RECORDS TO PROCESS Start Marker

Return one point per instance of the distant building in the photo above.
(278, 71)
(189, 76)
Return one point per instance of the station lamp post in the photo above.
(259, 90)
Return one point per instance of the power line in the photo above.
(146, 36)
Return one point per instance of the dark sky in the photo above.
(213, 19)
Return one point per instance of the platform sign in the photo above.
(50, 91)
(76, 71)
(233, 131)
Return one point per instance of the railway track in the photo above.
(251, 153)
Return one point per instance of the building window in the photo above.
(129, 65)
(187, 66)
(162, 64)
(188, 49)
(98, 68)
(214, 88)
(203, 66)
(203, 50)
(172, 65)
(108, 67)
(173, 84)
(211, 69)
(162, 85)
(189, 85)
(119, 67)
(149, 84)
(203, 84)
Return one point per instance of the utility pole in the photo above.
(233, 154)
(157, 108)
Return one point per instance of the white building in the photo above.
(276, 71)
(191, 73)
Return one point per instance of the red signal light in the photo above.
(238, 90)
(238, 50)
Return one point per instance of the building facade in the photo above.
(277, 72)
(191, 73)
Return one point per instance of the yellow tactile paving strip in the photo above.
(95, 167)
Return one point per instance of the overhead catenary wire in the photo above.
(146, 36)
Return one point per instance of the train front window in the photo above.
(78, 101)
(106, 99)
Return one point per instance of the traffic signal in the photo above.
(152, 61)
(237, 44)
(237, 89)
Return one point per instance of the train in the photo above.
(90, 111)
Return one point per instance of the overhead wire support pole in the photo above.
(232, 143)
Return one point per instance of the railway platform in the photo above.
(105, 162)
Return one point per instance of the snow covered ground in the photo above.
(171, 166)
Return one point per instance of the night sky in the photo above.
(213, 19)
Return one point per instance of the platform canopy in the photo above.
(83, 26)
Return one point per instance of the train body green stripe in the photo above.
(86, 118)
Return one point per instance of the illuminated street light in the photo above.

RECORDS TO PROCESS End Marker

* **WHAT IS REQUIRED**: What is needed here is every record above, repeated exactly.

* **SOLVED PROBLEM**:
Return one point per instance of the distant building in the photo above.
(278, 71)
(189, 76)
Return one point per instance of the station lamp post in the photo above.
(259, 90)
Return one point per instance of the power line in the photo above.
(146, 36)
Return one point per instance of the dark sky in the photo above.
(213, 19)
Return one point per instance of the platform sign in the photo above.
(50, 91)
(76, 71)
(233, 131)
Return one point per instance of the railway track in the photo above.
(251, 153)
Return one point per instance of the building window in the photo above.
(129, 65)
(187, 66)
(162, 64)
(188, 49)
(98, 68)
(214, 88)
(203, 66)
(203, 50)
(172, 65)
(108, 67)
(173, 84)
(211, 69)
(162, 85)
(189, 85)
(119, 67)
(149, 84)
(203, 84)
Return one point per instance of the utility pole in the photo above.
(233, 154)
(157, 108)
Return one point per instance of the white building in the photo above.
(276, 71)
(191, 73)
Return one point per instance of the red signal light in the photo above.
(238, 90)
(238, 50)
Return one point per instance of the building facade in the photo above.
(277, 72)
(191, 73)
Return one point per instance of the yellow tactile paving strip in the photo above.
(95, 167)
Return one point per instance of the overhead catenary wire in the photo above.
(146, 36)
Return one point per instance of the train front window in the photo above.
(78, 101)
(106, 99)
Return one point per instance of the traffic signal in the photo above.
(152, 61)
(237, 44)
(237, 89)
Return one point per instance of the train in the photo above.
(90, 111)
Return one point per instance of the overhead wire support pole in the photo above.
(232, 143)
Return one point per instance of the railway platform in the photo above.
(105, 162)
Return one point per instance of the snow covered ground in the photo above.
(171, 166)
Return one point per instance of the night sky in the photo above.
(213, 19)
Return one point per instance of the platform canopy in the photo above.
(83, 26)
Return one point per instance of the train body green stripe in the photo above.
(86, 118)
Return one point per instance of the illuminated street light in the photo above.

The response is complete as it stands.